• [SET TASK]: Rescale the stretch from the start of the records through the line containing "117 58 L 114", and reproduce each of those lines, requests included. Multiply every number in the answers (the viewBox dimensions and path coordinates) by 1.25, round each result to a whole number with halves rounded up, and leave the pictures out.

• [SOURCE DATA]:
^^^^^^^^
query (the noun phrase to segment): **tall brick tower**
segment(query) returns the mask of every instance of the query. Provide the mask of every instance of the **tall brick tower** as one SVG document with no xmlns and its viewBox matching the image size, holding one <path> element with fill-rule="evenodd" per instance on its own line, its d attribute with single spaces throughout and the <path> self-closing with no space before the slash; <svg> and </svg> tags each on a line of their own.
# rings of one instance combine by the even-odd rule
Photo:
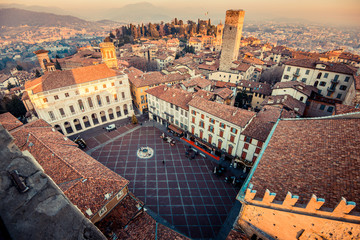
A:
<svg viewBox="0 0 360 240">
<path fill-rule="evenodd" d="M 220 71 L 230 72 L 231 63 L 238 58 L 244 16 L 245 11 L 243 10 L 226 11 L 221 45 Z"/>
<path fill-rule="evenodd" d="M 117 58 L 114 44 L 110 41 L 104 41 L 100 43 L 100 50 L 103 62 L 109 68 L 117 68 Z"/>
</svg>

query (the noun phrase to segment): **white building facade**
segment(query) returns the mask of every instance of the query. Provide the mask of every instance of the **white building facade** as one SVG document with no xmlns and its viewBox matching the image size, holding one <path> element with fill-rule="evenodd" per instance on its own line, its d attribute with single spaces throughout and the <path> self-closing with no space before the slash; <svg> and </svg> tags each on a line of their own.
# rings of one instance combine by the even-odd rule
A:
^^^^^^^^
• [THE RESULT]:
query (the noun phrase to segment): **tall brick tower**
segment(query) returns the mask of every instance of the query. Provide the mask of every instance of the **tall brick tower** as one SVG document with no xmlns and its viewBox matching the image size, holding one <path> element with fill-rule="evenodd" per instance on its own line, its d attribute with single spaces throughout and the <path> self-closing with no space before the slash; <svg> and </svg> tags each on a line of their own.
# rings of one instance combine by the even-odd rule
Photo:
A:
<svg viewBox="0 0 450 300">
<path fill-rule="evenodd" d="M 275 89 L 288 90 L 289 79 L 298 73 L 305 20 L 306 14 L 304 13 L 283 14 L 276 56 Z"/>
<path fill-rule="evenodd" d="M 146 73 L 143 55 L 138 51 L 130 51 L 125 54 L 125 63 L 129 78 L 136 85 L 146 85 Z"/>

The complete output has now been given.